# Challenge
Pull out every line below that contains the word "yellow", and match its case exactly.

# The records
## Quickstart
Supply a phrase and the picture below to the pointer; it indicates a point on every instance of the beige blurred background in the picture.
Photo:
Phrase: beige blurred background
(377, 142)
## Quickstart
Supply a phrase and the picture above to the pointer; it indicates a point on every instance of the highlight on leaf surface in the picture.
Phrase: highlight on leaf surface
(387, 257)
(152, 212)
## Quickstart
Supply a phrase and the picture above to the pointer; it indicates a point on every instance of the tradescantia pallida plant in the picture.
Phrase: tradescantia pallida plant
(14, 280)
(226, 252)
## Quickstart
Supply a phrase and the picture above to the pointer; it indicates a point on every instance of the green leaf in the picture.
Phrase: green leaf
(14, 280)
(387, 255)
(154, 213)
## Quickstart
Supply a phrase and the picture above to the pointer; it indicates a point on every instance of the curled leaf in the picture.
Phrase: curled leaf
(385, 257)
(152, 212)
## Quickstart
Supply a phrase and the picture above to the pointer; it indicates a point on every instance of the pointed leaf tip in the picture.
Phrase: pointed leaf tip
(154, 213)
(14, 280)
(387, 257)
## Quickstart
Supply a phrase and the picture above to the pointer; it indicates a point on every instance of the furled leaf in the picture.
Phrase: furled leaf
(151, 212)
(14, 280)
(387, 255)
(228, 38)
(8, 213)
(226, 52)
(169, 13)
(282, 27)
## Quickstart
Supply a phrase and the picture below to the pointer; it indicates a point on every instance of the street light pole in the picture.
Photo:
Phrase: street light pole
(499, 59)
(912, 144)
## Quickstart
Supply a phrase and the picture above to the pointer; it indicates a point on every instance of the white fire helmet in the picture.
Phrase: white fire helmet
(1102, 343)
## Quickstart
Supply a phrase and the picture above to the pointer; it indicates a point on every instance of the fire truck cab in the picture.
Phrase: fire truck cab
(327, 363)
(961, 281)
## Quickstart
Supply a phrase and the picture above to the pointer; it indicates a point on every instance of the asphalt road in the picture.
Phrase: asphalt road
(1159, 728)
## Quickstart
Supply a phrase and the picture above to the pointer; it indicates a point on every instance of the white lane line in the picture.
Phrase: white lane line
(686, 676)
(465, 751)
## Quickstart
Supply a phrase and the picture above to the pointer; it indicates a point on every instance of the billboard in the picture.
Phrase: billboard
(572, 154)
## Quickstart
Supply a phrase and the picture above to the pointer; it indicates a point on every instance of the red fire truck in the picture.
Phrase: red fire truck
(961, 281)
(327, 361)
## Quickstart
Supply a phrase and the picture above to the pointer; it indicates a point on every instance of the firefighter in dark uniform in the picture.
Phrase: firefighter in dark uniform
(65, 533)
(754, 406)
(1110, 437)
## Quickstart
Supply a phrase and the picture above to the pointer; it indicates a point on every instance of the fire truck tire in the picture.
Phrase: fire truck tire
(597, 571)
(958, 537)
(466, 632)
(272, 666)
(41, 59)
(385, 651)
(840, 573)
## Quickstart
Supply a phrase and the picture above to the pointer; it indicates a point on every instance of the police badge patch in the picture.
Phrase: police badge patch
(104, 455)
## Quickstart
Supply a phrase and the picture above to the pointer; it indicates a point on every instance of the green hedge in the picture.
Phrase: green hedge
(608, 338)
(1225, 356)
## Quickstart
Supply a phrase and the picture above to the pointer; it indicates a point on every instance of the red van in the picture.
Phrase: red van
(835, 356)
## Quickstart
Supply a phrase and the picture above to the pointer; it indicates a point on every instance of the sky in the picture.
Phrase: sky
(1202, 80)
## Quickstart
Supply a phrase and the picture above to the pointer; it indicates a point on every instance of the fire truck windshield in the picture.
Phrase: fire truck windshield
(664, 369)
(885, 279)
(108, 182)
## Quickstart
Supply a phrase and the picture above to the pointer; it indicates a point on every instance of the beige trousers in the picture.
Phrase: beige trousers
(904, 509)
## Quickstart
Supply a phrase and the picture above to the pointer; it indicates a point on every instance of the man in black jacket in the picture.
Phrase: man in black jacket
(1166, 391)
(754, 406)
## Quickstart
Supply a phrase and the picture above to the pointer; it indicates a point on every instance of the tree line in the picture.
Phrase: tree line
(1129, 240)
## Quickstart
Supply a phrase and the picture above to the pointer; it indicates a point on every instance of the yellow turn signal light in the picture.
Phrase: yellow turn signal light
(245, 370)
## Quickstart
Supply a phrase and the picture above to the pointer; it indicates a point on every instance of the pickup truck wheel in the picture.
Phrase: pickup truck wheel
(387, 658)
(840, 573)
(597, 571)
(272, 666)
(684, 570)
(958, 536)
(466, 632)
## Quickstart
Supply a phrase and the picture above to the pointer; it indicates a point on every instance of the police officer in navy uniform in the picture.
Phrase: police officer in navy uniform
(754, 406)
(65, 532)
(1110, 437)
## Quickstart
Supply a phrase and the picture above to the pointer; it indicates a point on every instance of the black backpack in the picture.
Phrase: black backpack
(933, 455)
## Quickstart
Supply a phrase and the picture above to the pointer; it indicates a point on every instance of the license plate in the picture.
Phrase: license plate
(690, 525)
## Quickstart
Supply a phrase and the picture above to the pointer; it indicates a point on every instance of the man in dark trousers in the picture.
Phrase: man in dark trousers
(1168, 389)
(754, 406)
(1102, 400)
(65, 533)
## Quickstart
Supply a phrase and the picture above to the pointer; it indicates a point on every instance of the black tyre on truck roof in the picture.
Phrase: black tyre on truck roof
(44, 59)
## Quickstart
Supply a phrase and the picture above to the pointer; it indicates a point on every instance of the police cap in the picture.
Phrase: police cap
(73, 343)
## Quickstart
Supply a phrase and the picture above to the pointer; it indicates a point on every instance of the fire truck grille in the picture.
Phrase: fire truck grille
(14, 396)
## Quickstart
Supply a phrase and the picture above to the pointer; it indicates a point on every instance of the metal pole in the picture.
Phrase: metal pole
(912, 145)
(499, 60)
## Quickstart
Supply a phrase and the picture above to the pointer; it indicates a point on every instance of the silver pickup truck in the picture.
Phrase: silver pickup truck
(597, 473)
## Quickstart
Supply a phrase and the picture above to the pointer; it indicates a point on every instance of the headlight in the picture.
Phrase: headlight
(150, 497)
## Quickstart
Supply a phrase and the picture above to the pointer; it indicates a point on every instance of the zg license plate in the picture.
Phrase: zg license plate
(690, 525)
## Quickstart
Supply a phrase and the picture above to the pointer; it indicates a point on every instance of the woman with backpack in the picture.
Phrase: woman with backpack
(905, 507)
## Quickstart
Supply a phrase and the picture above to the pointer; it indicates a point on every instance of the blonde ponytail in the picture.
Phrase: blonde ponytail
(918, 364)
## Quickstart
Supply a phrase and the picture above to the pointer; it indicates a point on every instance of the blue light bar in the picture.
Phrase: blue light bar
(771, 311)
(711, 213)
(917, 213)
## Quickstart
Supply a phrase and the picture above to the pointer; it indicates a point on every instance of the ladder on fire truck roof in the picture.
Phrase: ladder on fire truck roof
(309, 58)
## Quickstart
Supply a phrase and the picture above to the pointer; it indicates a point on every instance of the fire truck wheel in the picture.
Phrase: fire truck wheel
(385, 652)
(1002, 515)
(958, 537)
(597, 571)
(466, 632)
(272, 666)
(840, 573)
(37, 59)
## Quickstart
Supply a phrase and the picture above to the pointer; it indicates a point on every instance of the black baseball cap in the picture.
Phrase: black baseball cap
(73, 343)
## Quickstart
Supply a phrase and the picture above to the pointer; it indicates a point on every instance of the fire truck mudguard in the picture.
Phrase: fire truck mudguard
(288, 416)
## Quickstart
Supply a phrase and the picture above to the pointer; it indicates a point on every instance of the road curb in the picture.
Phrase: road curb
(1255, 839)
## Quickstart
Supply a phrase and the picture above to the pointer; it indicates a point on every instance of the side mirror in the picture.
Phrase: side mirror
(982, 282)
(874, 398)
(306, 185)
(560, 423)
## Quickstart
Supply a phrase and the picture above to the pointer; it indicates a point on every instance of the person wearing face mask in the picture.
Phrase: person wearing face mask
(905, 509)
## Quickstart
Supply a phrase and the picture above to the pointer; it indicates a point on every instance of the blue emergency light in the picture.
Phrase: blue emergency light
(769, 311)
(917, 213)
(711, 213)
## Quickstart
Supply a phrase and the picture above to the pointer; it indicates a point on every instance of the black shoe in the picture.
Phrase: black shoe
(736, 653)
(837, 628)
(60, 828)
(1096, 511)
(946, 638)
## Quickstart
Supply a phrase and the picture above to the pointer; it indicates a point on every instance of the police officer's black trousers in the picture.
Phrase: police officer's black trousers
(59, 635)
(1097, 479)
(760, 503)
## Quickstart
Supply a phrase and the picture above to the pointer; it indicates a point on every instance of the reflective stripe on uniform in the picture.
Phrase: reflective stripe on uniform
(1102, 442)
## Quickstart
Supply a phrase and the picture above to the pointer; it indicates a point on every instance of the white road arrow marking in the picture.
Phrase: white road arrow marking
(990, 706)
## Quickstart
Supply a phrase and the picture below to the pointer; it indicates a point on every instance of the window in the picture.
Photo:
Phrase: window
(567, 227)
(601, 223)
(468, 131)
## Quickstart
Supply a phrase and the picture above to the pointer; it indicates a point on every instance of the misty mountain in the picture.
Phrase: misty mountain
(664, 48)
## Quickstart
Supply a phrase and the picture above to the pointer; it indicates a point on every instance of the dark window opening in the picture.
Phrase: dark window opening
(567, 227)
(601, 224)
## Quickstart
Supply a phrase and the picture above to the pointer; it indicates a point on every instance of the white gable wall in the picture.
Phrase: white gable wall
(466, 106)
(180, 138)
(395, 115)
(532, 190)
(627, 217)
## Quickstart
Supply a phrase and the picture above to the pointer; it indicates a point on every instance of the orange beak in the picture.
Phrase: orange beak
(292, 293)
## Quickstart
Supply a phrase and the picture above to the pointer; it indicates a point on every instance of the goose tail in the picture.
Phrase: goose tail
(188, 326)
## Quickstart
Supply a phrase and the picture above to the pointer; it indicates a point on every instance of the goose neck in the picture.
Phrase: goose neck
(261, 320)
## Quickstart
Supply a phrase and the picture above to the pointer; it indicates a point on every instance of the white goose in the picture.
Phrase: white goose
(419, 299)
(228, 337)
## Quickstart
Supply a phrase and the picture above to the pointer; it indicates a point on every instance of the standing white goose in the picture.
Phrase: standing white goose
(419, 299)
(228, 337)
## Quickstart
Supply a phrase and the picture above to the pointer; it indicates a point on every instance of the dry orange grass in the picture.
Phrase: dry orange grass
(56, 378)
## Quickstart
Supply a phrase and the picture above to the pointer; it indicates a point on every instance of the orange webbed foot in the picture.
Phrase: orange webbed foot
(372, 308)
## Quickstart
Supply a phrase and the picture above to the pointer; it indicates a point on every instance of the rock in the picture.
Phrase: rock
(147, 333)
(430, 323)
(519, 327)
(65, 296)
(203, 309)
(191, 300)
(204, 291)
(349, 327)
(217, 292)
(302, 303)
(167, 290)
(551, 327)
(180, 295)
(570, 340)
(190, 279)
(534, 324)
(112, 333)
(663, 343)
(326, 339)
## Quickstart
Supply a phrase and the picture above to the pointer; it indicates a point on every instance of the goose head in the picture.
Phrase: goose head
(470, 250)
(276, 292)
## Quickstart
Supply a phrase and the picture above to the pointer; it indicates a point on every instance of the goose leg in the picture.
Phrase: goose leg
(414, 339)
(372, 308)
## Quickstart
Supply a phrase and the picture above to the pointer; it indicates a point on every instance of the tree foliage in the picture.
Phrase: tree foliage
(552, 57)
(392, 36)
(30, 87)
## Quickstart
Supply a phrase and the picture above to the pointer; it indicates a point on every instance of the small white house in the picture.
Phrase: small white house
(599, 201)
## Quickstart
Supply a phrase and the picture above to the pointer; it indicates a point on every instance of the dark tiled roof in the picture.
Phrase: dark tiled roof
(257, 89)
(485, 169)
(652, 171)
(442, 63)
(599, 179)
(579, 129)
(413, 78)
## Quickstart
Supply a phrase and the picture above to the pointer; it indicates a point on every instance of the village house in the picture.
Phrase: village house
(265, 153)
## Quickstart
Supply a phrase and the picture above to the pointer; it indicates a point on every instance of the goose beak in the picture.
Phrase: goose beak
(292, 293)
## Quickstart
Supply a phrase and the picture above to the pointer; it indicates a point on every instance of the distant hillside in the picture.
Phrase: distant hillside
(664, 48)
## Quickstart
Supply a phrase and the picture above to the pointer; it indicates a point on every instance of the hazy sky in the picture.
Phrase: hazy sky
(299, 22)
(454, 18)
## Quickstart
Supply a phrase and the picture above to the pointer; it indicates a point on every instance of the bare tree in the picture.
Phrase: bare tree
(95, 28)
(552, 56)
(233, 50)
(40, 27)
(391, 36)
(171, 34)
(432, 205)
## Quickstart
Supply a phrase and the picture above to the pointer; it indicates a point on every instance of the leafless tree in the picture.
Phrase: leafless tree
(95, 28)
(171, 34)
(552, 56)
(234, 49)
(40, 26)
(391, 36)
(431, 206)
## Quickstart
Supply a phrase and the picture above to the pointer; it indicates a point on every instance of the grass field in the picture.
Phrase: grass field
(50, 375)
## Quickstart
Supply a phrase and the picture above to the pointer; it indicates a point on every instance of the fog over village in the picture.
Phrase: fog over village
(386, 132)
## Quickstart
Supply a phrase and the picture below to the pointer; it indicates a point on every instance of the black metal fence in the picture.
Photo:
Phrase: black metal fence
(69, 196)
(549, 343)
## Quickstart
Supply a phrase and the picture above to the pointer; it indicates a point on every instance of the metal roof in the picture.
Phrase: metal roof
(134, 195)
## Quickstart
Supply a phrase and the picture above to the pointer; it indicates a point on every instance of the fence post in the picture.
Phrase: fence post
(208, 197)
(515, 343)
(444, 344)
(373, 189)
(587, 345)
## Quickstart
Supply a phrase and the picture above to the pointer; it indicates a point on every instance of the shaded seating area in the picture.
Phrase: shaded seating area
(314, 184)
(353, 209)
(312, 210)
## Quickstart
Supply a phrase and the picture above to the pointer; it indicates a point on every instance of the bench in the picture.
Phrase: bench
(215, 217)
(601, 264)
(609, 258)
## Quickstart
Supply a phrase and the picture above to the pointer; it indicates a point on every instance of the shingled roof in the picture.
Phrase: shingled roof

# Task solution
Supply a phrase and the picture above to the pointer; it indicates a point on every instance of the yellow turn signal light in the picture.
Phrase: yellow turn signal light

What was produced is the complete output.